Word for word, transcribe the data below.

====

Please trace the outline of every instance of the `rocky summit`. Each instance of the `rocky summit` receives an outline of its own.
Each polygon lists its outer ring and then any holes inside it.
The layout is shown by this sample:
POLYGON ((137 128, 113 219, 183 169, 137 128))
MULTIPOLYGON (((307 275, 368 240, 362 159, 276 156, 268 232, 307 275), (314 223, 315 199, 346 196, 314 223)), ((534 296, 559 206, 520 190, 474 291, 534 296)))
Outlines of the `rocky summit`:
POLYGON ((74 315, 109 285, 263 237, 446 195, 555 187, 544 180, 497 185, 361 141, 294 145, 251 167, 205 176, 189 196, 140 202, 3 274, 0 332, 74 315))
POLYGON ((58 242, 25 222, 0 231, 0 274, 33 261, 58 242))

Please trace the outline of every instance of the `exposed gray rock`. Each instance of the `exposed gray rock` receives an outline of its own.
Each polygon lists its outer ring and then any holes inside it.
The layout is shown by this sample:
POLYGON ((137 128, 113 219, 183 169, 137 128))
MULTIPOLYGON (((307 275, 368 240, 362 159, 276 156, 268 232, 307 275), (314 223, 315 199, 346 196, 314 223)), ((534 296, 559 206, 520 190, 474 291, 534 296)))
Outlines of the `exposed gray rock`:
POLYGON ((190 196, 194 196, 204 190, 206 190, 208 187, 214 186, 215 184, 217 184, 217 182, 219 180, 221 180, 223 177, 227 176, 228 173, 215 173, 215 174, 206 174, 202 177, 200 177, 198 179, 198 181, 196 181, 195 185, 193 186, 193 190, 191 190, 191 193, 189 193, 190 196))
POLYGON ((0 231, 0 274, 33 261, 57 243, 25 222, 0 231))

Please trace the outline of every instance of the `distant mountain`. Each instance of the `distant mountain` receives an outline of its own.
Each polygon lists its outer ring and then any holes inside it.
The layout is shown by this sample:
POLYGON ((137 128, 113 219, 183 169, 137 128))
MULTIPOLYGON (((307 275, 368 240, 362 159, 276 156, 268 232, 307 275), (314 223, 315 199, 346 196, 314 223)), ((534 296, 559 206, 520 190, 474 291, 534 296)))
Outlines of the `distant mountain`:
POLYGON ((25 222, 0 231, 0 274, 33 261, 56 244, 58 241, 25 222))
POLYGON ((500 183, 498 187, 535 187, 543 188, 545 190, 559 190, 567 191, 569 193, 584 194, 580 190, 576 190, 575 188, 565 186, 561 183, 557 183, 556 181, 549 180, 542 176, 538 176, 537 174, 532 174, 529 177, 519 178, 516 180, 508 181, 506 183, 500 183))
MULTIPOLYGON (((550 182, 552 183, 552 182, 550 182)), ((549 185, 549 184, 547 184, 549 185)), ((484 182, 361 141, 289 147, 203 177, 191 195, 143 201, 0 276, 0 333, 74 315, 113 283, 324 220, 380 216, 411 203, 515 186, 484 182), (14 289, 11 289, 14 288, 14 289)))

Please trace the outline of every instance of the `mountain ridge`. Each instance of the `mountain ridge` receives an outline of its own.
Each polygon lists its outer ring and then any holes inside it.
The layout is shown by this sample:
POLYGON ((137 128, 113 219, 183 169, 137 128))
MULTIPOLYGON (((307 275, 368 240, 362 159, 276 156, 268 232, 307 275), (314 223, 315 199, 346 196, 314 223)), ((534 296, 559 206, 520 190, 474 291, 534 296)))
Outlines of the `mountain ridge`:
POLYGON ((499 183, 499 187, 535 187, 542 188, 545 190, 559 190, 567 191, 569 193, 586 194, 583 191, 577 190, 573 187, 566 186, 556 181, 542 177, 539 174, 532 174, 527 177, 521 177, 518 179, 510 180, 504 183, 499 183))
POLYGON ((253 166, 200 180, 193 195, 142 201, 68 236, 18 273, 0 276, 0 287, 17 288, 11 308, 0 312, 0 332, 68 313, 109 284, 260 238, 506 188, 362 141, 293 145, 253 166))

====

_Output of the exercise_
Please trace the outline of every instance of the `rocky summit`. Each instance of the `rocky summit` receives an outline of its own.
Each polygon lists its outer ring and then any holes inside it.
The layout is shown by this sample:
POLYGON ((137 128, 113 219, 183 169, 137 128))
MULTIPOLYGON (((307 275, 368 240, 362 159, 276 156, 268 232, 307 275), (314 223, 315 199, 346 196, 314 223)), ((534 296, 559 206, 520 190, 474 291, 534 296)))
Outlines of the `rocky summit`:
POLYGON ((74 315, 109 285, 263 237, 446 195, 555 187, 544 180, 497 185, 361 141, 294 145, 251 167, 205 176, 189 196, 140 202, 3 274, 0 332, 74 315))
POLYGON ((58 242, 25 222, 0 231, 0 274, 33 261, 58 242))

Please trace the outline of every instance of the `exposed gray rock`. Each instance of the `exposed gray rock` receives an outline of its own.
Each polygon lists its outer ring and then any holes inside it.
The layout is shown by this sample:
POLYGON ((137 128, 113 219, 183 169, 137 128))
MULTIPOLYGON (((307 275, 368 240, 362 159, 276 156, 268 232, 307 275), (314 223, 315 199, 346 196, 314 223)), ((534 296, 559 206, 520 190, 474 291, 534 296)))
Outlines of the `exposed gray rock`:
POLYGON ((190 196, 194 196, 204 190, 206 190, 208 187, 214 186, 215 184, 217 184, 217 182, 219 180, 221 180, 223 177, 227 176, 228 173, 215 173, 215 174, 206 174, 202 177, 200 177, 198 179, 198 181, 196 181, 195 185, 193 186, 193 190, 191 190, 191 193, 189 193, 190 196))
POLYGON ((0 231, 0 274, 33 261, 57 243, 25 222, 0 231))

Please trace the outline of every instance of the `distant mountain`. Each instance of the `distant mountain` receives an outline of its own.
Each polygon lists its outer ring and then any holes inside it.
The layout is shown by this sample:
POLYGON ((137 128, 113 219, 183 169, 137 128))
MULTIPOLYGON (((307 275, 368 240, 362 159, 276 156, 268 232, 307 275), (314 223, 315 199, 346 196, 314 223)), ((534 296, 559 206, 520 190, 474 291, 534 296)))
Outlines of the `distant mountain`:
POLYGON ((25 222, 0 231, 0 274, 33 261, 56 244, 58 241, 25 222))
POLYGON ((500 183, 498 187, 535 187, 543 188, 545 190, 559 190, 567 191, 569 193, 584 194, 580 190, 576 190, 575 188, 565 186, 561 183, 557 183, 556 181, 549 180, 542 176, 538 176, 537 174, 532 174, 529 177, 519 178, 516 180, 508 181, 506 183, 500 183))
MULTIPOLYGON (((550 182, 552 183, 552 182, 550 182)), ((549 185, 549 184, 547 184, 549 185)), ((484 182, 361 141, 289 147, 203 177, 191 195, 143 201, 0 276, 0 333, 74 315, 113 283, 324 220, 380 216, 411 203, 515 186, 484 182), (14 289, 11 289, 14 288, 14 289)))

Please trace the outline of every instance of the `mountain ridge`. Each instance of the `mountain ridge` receives an outline of its own.
Each polygon lists its outer ring and then any holes inside it.
The layout is shown by this sample:
POLYGON ((137 128, 113 219, 183 169, 137 128))
MULTIPOLYGON (((307 275, 368 240, 362 159, 276 156, 268 232, 307 275), (314 223, 315 199, 346 196, 314 223)), ((534 296, 559 206, 520 190, 474 291, 534 296)))
Outlines of the `mountain ridge`:
POLYGON ((499 183, 499 187, 535 187, 542 188, 545 190, 559 190, 567 191, 569 193, 586 194, 583 191, 577 190, 573 187, 566 186, 556 181, 542 177, 539 174, 532 174, 527 177, 521 177, 518 179, 510 180, 504 183, 499 183))
POLYGON ((253 166, 200 180, 193 195, 142 201, 68 236, 18 273, 0 276, 0 287, 17 288, 11 308, 0 312, 0 332, 68 313, 109 284, 260 238, 506 188, 362 141, 293 145, 253 166))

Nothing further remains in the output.